# Task material
● ● ● ● ● ● ●

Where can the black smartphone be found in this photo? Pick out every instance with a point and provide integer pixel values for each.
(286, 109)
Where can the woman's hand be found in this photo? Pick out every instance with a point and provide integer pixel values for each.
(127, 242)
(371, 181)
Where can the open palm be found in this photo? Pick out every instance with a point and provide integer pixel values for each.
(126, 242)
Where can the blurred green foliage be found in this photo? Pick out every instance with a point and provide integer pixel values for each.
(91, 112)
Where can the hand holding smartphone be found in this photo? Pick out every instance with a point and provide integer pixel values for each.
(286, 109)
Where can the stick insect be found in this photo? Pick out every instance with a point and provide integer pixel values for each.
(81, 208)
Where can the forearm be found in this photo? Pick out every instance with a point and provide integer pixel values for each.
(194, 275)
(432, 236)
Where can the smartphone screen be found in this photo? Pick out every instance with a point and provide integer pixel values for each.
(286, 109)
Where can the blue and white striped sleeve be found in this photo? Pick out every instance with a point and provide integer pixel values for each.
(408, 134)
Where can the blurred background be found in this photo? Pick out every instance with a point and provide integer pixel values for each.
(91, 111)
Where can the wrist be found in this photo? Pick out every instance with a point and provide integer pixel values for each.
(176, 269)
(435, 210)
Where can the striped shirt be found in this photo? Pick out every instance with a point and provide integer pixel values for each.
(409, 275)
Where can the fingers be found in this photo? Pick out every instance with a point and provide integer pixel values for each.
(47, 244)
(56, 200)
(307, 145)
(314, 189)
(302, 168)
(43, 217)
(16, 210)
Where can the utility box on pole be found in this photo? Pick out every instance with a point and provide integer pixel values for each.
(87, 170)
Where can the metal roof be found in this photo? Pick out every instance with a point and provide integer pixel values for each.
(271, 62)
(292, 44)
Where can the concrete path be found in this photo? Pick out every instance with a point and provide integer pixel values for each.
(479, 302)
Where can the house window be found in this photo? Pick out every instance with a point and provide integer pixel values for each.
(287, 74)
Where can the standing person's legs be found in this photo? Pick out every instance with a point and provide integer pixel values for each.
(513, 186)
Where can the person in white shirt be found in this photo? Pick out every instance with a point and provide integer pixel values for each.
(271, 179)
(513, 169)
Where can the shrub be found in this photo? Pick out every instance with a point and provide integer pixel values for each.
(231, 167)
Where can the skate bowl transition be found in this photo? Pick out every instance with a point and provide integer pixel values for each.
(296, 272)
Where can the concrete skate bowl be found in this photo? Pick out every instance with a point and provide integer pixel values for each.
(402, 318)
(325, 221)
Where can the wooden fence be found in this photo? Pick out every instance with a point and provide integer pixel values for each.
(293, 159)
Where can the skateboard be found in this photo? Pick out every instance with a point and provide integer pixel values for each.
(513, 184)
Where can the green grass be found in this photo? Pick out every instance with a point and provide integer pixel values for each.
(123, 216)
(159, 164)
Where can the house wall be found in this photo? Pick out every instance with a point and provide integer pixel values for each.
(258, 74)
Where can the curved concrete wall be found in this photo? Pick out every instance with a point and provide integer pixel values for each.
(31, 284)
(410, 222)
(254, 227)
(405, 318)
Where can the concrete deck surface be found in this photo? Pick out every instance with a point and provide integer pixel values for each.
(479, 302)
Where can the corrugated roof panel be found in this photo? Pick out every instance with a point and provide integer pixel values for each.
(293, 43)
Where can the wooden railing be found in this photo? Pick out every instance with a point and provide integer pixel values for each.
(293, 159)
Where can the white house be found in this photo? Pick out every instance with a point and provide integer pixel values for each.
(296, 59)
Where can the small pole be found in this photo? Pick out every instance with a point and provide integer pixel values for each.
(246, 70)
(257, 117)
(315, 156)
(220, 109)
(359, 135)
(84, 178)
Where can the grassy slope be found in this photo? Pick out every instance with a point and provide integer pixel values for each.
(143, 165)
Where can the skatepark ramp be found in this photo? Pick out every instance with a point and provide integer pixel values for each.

● ● ● ● ● ● ●

# Exercise aim
The material above is to be transcribed in full, exactly as it appears.

# Exercise output
Where can the black smartphone be found in this photo? Pick out every instance with a point and provide integer pixel values for each.
(286, 109)
Where can the woman's hand be found in this photo? Pick out every instance with a point and provide integer pixel values for each.
(127, 242)
(371, 181)
Where can the open palm be found in this photo? Pick out every instance with a point and provide integer pixel values for each.
(126, 242)
Where can the blurred green foliage be found in this photo? Pick out every instance with a point and provide integer pixel values for each.
(91, 112)
Where can the hand holding smartphone be found in this photo? Pick out every instance with a point and provide integer pixel values for each.
(286, 109)
Where can the stick insect be found in this photo? Pick out every instance with a point and provide integer pixel values for each.
(81, 208)
Where can the forearm be found in this photo? Pick out every instance with a point and provide integer pixel values for each.
(194, 275)
(432, 236)
Where can the smartphone screen be found in this photo? Pick out every instance with a point and provide integer pixel values for each.
(286, 109)
Where can the blue and white striped sleeve be found in this photo? Pick out every instance with a point and provide integer pixel values for each.
(408, 134)
Where can the blurred background be found in this photo? Pick out every instance with a point and provide integer pixel values for each.
(91, 111)
Where can the wrist be found in this photo? Pick out every instance with a point and provide integer pixel values for each.
(176, 269)
(435, 210)
Where can the striped shirt be found in this photo? Pick out every instance with a point and provide integer pixel values for each.
(409, 275)
Where can the fingers be found in this photo? Pick out every instance with a point and provide integer pixel values for each.
(47, 244)
(56, 200)
(307, 145)
(314, 189)
(302, 168)
(43, 217)
(16, 210)
Where can the utility box on pole be found in this photo? Pick out every instance with a point and provide integer pixel values for each.
(87, 170)
Where can the metal roof be found in this photo? Pick out every instance with a point and provide integer pixel values for each.
(271, 62)
(292, 44)
Where can the concrete path be found in this photo? Pick out every instance with a point and provide integer pixel values for each.
(479, 302)
Where can the house window be found in this photo? Pick out every instance with a point and provide integer pixel values for each.
(287, 74)
Where can the standing person's legs be found in this photo? Pick out every instance with a point and provide integer pixel values for each.
(513, 186)
Where can the person in white shirt be found in this photo? Pick out every instance with a point and provide integer pixel values for each.
(271, 179)
(513, 169)
Where can the shrub be found in this photo? Pick out every instance with a point and provide integer pixel values for each.
(231, 167)
Where can the skate bowl transition be found in this photo? Pick out every instance with a point and provide integer pixel values for each.
(296, 272)
Where can the concrete skate bowl be found in this photo? Pick out every instance with a point and provide integer pixel values for each.
(402, 318)
(325, 221)
Where can the wooden fence be found in this photo? Pick out every instance with a point and provide integer pixel values for each.
(293, 159)
Where can the skateboard be found in this photo? Pick out every instance with a point and provide integer pixel values for each.
(513, 184)
Where can the green grass be found in this photo? Pick out every instance with a point and provide integer pixel values for each.
(123, 216)
(159, 164)
Where can the house wall be found in this photo? Pick out every instance with a point and provide integer pixel values for each.
(258, 74)
Where can the curved concrete wall be found in this photo? Pick out every instance with a point and provide integer pixel values for each.
(31, 284)
(410, 222)
(254, 227)
(405, 318)
Where can the concrete deck surface be found in this photo? Pick out every instance with a point and provide integer pixel values for each.
(479, 302)
Where can the corrugated roof panel be found in this photo? Pick out every instance with a point and provide integer pixel values for each.
(293, 43)
Where can the wooden railing be found in this photo? Pick out every instance with a point and provide integer pixel values for each.
(293, 159)
Where can the white house be found in this photo? Pick out every instance with a point and provide integer pixel values for each.
(296, 59)
Where can the small pole be found in this photo? Pick out every instance with a point and provide integer pixel values for each.
(246, 70)
(257, 117)
(315, 156)
(220, 109)
(359, 135)
(84, 178)
Where can the grassy slope be found in this photo? Pick out every instance with a point and provide integer pixel values for each.
(143, 165)
Where can the skatepark ramp be found in this photo? Pick out every instance with a point and provide integer pixel values for each.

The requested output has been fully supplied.